(Region pointing data)

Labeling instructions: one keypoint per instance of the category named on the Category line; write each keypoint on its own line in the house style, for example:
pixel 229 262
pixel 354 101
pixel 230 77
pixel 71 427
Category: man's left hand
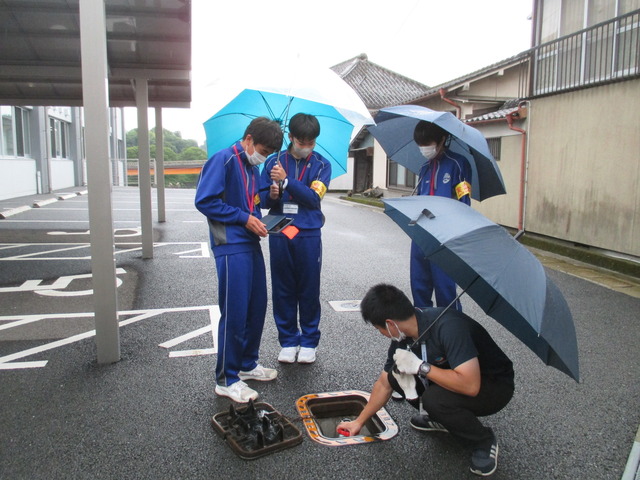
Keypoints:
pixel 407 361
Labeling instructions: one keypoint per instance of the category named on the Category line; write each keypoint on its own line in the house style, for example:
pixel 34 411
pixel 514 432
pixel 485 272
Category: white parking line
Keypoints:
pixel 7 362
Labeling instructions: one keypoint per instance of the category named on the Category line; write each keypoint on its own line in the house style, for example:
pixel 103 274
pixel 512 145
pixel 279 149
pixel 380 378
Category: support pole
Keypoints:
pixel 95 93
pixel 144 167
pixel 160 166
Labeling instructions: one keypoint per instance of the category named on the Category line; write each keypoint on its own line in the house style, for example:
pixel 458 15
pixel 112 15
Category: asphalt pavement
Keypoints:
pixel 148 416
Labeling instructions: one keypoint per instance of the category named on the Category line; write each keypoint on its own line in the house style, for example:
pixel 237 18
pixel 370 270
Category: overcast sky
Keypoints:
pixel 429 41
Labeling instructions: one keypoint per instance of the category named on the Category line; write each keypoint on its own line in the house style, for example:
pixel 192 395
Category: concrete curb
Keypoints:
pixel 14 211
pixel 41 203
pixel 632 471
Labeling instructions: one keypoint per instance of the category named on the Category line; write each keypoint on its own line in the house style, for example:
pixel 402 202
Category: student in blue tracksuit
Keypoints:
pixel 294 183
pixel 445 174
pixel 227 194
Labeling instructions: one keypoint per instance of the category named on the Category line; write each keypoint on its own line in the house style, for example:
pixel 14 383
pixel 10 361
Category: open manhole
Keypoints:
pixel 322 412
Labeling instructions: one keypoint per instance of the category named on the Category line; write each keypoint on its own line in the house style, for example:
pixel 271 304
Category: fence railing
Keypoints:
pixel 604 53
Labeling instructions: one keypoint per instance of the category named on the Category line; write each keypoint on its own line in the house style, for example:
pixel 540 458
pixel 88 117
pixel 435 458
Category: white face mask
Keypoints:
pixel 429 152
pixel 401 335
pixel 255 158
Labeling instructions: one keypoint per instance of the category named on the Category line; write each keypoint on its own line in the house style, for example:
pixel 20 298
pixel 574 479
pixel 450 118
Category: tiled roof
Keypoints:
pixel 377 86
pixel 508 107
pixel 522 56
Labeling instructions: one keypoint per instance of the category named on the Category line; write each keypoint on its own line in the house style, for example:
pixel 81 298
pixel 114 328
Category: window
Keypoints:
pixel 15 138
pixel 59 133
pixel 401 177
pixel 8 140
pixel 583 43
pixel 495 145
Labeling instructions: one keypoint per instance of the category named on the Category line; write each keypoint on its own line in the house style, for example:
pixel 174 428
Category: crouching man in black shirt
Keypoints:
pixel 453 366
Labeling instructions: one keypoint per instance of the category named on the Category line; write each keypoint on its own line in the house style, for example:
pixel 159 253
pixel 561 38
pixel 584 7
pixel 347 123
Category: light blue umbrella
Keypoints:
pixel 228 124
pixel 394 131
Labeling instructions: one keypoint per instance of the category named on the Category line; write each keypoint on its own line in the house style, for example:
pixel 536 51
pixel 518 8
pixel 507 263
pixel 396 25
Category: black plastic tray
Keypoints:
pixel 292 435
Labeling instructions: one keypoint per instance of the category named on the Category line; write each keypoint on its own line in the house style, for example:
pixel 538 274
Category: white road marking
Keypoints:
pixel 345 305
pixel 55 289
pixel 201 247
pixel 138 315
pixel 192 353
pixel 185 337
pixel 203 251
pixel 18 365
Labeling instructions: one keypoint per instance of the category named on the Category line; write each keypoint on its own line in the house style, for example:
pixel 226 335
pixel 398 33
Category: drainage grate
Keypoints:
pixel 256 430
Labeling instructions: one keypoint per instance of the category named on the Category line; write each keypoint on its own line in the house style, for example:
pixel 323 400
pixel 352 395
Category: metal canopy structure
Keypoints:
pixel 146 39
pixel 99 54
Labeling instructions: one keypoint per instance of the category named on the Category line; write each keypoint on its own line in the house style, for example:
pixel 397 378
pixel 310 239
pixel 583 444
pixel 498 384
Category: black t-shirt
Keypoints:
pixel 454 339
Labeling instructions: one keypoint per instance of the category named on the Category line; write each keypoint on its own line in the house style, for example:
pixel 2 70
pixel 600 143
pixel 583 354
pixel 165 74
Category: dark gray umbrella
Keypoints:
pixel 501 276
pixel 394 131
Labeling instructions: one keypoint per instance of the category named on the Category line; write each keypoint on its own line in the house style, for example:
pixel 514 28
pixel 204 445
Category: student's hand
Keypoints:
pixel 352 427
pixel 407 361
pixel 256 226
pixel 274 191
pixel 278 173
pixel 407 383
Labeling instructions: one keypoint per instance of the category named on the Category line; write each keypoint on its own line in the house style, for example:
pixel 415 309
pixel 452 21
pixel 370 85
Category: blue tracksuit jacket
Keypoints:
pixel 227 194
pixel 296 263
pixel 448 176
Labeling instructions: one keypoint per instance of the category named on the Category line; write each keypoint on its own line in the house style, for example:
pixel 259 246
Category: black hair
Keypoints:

TASK ITEM: Look through the data above for the word "shirt". Report each line where it occurs.

SOLUTION FOR THIS PROBLEM:
Category: crouching man in black shirt
Category: black t-shirt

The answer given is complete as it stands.